> **WHAT IS REQUIRED**:
Exactly repeat the line that contains "Where can the weathered wood plank", then every line after it up to and including the final line.

> **SUPPLIED MATERIAL**:
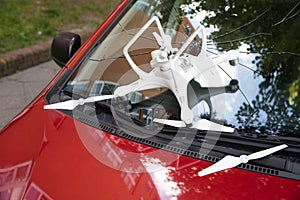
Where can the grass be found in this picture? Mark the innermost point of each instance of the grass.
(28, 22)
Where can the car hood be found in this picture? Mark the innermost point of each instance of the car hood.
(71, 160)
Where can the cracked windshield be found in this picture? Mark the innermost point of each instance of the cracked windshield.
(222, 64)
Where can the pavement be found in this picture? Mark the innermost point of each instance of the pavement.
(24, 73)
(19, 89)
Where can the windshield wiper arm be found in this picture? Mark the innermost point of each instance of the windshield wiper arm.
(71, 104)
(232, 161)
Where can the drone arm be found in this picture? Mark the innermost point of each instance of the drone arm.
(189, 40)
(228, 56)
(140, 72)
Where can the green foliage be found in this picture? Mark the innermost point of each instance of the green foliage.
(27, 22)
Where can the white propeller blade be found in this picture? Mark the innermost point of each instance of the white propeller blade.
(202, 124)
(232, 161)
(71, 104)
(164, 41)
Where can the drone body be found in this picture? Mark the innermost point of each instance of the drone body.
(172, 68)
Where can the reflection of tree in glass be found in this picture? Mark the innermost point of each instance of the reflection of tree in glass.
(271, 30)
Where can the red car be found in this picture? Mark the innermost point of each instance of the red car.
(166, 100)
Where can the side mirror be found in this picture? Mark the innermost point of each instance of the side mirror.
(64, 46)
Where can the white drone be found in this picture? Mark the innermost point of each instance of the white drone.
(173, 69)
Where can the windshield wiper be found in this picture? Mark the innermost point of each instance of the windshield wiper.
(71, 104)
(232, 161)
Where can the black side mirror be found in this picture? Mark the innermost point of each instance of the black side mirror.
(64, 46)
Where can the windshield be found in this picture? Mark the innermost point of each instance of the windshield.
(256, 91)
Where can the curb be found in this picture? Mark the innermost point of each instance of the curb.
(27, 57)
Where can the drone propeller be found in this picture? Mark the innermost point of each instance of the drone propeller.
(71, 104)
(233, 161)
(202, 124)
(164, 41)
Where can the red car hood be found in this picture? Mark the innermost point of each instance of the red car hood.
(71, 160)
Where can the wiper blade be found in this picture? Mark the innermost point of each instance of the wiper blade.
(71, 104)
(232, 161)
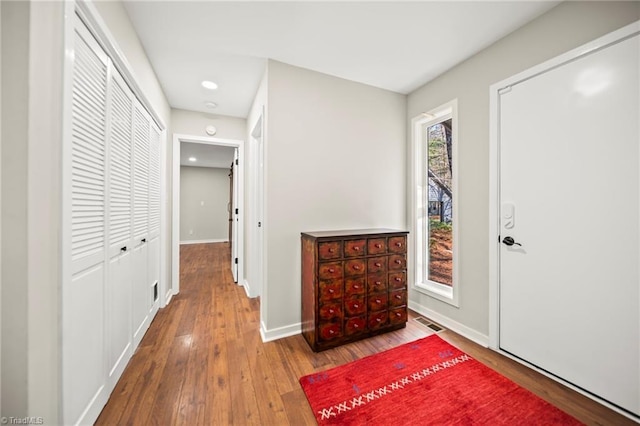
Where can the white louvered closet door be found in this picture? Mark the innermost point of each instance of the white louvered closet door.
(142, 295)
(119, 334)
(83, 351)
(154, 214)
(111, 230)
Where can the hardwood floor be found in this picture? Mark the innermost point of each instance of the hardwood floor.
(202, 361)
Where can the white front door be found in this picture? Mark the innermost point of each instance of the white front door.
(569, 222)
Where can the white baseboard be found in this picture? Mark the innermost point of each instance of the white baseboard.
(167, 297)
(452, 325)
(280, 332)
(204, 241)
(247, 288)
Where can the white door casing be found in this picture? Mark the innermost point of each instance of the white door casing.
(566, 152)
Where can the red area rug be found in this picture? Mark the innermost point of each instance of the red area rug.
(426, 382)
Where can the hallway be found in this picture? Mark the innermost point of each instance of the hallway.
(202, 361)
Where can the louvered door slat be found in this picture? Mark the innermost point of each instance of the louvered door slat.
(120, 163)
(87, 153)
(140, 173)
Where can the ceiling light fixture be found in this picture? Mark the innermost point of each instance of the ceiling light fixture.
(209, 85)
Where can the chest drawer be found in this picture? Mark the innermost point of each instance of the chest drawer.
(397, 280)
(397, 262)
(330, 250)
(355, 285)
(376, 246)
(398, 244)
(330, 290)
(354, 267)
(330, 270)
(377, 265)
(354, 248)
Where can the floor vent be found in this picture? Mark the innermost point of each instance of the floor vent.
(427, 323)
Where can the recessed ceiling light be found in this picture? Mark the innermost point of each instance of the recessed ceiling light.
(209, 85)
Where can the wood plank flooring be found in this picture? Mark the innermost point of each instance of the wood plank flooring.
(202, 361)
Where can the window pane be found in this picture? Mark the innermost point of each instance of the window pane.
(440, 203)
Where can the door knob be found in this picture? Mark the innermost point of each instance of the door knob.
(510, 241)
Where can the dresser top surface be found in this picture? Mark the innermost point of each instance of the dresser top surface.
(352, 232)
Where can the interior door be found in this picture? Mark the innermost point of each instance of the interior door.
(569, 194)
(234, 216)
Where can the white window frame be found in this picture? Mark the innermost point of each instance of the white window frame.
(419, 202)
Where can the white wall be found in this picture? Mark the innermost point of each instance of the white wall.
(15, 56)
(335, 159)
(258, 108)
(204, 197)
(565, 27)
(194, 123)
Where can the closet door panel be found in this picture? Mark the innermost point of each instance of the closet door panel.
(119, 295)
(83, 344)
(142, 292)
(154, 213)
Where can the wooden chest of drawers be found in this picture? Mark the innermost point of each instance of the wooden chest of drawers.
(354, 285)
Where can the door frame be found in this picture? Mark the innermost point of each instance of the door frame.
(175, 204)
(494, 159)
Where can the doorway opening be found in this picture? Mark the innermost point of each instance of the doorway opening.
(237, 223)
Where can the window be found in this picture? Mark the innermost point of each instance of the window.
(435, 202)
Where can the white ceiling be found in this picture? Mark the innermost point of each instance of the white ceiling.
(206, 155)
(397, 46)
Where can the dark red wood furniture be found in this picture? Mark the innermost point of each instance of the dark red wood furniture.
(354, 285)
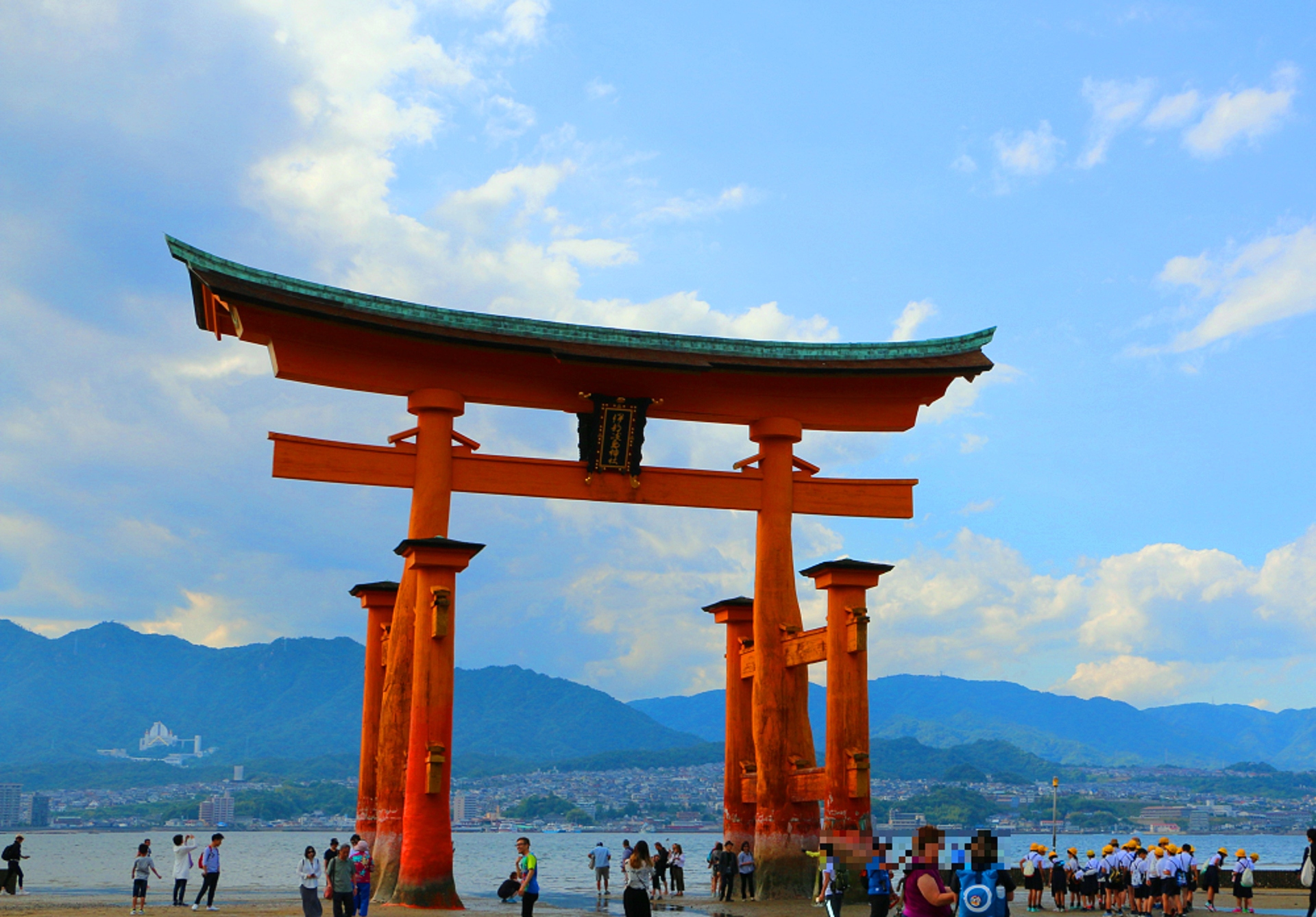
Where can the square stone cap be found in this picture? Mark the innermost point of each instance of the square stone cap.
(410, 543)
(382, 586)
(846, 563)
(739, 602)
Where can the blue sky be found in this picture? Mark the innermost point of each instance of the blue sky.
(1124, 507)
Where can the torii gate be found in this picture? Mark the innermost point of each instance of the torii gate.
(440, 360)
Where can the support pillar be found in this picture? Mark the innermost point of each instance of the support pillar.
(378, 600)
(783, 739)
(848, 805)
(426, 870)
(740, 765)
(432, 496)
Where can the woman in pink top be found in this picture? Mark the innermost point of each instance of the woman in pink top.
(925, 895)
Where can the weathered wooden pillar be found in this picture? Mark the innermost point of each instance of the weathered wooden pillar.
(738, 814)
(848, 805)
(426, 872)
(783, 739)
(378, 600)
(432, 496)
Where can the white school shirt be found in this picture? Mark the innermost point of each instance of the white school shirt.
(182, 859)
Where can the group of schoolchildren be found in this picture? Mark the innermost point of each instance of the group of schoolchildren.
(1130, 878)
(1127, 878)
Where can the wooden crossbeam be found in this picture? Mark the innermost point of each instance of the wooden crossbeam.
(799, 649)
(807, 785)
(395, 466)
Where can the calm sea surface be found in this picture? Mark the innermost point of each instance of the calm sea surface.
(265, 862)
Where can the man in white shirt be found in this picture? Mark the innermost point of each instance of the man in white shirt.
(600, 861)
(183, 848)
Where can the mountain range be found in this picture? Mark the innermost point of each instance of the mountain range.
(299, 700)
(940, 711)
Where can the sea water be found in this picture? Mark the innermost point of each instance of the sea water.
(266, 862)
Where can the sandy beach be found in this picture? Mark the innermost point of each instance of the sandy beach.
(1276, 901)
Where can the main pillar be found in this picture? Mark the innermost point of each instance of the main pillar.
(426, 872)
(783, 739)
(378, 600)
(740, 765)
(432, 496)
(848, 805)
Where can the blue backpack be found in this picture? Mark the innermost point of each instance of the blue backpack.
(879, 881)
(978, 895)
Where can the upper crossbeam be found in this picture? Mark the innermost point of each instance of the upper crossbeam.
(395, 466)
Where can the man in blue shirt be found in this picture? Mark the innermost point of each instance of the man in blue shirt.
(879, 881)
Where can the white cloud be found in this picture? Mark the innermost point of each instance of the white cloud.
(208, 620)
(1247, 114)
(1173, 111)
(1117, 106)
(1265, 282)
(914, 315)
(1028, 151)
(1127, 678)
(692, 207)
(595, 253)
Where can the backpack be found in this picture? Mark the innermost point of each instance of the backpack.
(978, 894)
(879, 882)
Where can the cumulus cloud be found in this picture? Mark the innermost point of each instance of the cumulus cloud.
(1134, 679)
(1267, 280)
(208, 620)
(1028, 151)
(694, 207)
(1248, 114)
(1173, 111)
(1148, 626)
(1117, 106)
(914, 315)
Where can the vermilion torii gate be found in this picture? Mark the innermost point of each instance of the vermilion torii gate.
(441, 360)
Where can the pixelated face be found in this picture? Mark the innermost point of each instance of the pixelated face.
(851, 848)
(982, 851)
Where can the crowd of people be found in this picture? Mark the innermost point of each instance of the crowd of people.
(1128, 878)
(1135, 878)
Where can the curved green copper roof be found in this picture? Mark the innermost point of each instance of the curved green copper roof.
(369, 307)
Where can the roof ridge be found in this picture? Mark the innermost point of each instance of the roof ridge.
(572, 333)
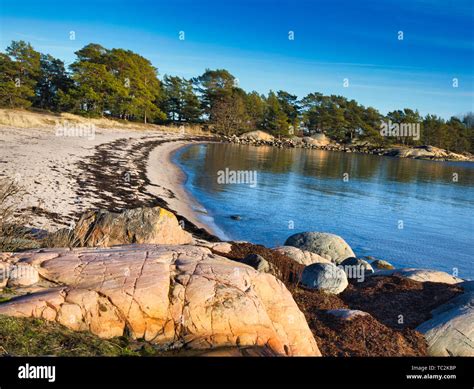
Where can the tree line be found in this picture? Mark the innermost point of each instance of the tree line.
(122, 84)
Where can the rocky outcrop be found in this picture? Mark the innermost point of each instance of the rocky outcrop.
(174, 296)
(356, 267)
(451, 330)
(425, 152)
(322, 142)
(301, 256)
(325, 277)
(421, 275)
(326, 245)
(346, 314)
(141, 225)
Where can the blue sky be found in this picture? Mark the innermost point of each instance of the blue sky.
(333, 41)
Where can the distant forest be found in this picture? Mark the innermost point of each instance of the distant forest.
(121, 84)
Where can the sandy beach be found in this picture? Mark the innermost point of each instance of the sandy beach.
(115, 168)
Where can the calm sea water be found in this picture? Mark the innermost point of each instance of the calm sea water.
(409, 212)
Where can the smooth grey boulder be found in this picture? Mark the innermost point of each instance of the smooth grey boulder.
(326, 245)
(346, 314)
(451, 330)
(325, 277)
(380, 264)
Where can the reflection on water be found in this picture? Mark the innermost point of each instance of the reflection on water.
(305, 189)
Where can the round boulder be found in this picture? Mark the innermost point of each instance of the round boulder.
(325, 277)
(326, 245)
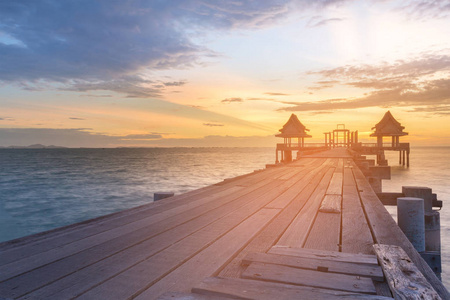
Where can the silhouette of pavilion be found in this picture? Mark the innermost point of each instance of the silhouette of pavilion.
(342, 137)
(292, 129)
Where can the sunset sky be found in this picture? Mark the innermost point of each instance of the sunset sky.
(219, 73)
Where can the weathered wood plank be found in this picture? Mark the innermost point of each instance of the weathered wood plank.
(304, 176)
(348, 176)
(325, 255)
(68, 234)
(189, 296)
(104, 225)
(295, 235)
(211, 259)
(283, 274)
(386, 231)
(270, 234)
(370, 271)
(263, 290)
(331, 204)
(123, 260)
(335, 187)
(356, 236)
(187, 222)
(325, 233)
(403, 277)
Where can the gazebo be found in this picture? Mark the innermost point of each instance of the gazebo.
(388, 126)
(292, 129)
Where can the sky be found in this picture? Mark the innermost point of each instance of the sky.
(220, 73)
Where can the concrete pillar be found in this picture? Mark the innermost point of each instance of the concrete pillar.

> **SOLUTION FOR THIS EXERCISE**:
Where can the weathered wood plank be found in this picture? Mark the innermost point of each instance of the weathered wood plank.
(304, 176)
(348, 176)
(325, 255)
(68, 234)
(189, 296)
(104, 225)
(295, 235)
(211, 259)
(283, 274)
(386, 231)
(270, 234)
(370, 271)
(263, 290)
(331, 204)
(123, 260)
(335, 187)
(356, 236)
(187, 222)
(325, 233)
(403, 277)
Where can the gazebo be found in this picture? Mark the innermost point of each instance of the gazebo.
(388, 126)
(292, 129)
Where can the sky be found in this picture? Mark the innermost point of each instance of the sky.
(220, 73)
Where can the concrete pillar be found in this picture? Mark the innermost point of each instance of the concrete pillar.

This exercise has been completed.